Christina's LIS Rant

I’m on a sub-sub committee to evaluate evaluation of consideration of adding a new recommender system to our discovery tools across my parent institution’s libraries. The system costs money and programmer time (which we’re very short on), but more importantly, there’s a real estate issue, we already offer some similar tools, and even if the recommendations are perfect we don’t know if or where we could/should surface them, they’d be noticed and used. I’m trying to get my arms around at least the questions we should ask or things we should consider. I’m using this post to work through some ideas.

In information retrieval in general, you model what the user needs (as actually specified to the system) and you model the things in the information system. For recommender systems – not human recommenders – you mostly specify the need by example. Find others like object x or find others that would address the same information need as object x. For modeling the information objects you look at ways to describe them. This could be using subject tags – from a controlled vocabulary applied by human or machine indexers, uncontrolled terms, or extracted from the text itself. You could make that into a vector, and then you can use various similarity measures like Pearson, Jaccard, or cosine to find similar objects [1]. I think this is probably what ScienceDirect does with their recommendations – they use the content to find similar articles.

You could also look at other things that describe an object – its creators, its publication venue, its citations, and who cites it (these are all also pieces people look at to judge relevance. Co-citation coupling is when two articles are both cited by a third. Bibliographic coupling is when two articles cite the same other articles (both of these defined briefly here). Web of Science shows you related articles by the number of citations they share (bib coupling). Some libraries already use their api to add this data to other services (see Jonathan Rochkind’s discussion). Sage ejournals give you a link to look the article up in Google Scholar to see what cites it. Many research databases and ejournal platforms let you either click on the author name or somewhere on the margin to see other things written by the author.

There are other ways to do this in ecommerce systems. People who bought A also bought B, for example. Amazon’s gotten smart with this by allowing you to specify that you bought A for a gift so you might not like more like A for yourself.  More recently, there have been a few suggestions of doing it this way in libraries. People who checked out A also checked out B. Of course, that creeps people out because we keep checkout records private.  So what if you are able to aggregate downloads over a ton of people so it’s less creepy and actually makes more sense?  That’s what Van de Sompel and Bollen suggested [2-3] and what Ex Libris is offering in their BX product. There is an assumption here: two articles requested in full text within the same session are desired to fill the same information need.

Things to do
**A)** According to the post on library recommender systems, how does Web of Science determine which articles are related?
**B)** Quote the stretch of the post on library recommender systems from "There are other" through "same information need.".

Records:
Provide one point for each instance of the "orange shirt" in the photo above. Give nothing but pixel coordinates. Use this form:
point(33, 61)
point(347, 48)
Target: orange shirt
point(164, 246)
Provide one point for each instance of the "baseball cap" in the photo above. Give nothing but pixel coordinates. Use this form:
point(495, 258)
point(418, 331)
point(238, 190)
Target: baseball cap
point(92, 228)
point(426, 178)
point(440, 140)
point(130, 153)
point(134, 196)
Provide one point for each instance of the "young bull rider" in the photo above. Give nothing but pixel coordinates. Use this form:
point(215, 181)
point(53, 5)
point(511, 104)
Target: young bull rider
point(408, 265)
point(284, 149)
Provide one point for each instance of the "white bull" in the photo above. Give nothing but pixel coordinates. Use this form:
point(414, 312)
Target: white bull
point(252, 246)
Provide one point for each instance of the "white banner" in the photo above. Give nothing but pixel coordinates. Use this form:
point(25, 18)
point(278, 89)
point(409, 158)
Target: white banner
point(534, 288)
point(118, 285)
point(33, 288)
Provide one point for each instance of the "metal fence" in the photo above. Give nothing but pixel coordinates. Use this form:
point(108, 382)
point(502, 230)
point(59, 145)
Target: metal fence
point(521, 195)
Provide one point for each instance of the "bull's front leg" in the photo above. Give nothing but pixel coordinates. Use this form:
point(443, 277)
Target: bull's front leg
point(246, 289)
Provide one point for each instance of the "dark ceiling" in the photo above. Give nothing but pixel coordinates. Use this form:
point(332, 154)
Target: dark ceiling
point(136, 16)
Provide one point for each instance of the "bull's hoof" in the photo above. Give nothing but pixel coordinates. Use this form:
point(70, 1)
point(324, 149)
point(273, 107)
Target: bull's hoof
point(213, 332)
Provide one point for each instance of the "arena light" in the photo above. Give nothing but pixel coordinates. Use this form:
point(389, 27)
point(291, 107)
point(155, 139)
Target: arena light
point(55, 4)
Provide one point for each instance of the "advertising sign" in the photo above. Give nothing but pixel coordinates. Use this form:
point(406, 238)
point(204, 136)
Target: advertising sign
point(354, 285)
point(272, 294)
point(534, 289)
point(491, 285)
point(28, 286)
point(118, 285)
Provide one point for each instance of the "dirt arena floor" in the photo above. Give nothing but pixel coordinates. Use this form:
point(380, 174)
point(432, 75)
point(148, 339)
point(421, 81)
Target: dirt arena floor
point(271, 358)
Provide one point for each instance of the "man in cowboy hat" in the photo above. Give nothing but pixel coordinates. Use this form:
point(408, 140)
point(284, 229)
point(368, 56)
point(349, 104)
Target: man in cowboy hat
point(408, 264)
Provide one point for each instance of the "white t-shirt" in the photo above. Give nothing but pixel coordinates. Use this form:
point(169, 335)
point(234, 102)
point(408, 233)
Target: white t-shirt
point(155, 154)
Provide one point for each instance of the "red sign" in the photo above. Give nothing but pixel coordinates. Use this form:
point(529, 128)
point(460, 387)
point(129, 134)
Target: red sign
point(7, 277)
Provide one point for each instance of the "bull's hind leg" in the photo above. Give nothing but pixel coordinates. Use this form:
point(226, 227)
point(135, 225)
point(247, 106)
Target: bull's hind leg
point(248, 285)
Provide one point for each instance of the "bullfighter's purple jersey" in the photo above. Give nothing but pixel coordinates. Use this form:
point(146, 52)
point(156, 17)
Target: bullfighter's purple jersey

List of solutions
**A)** By the number of citations they share (bibliographic coupling).

**B)**
There are other ways to do this in ecommerce systems. People who bought A also bought B, for example. Amazon’s gotten smart with this by allowing you to specify that you bought A for a gift so you might not like more like A for yourself.  More recently, there have been a few suggestions of doing it this way in libraries. People who checked out A also checked out B. Of course, that creeps people out because we keep checkout records private.  So what if you are able to aggregate downloads over a ton of people so it’s less creepy and actually makes more sense?  That’s what Van de Sompel and Bollen suggested [2-3] and what Ex Libris is offering in their BX product. There is an assumption here: two articles requested in full text within the same session are desired to fill the same information need.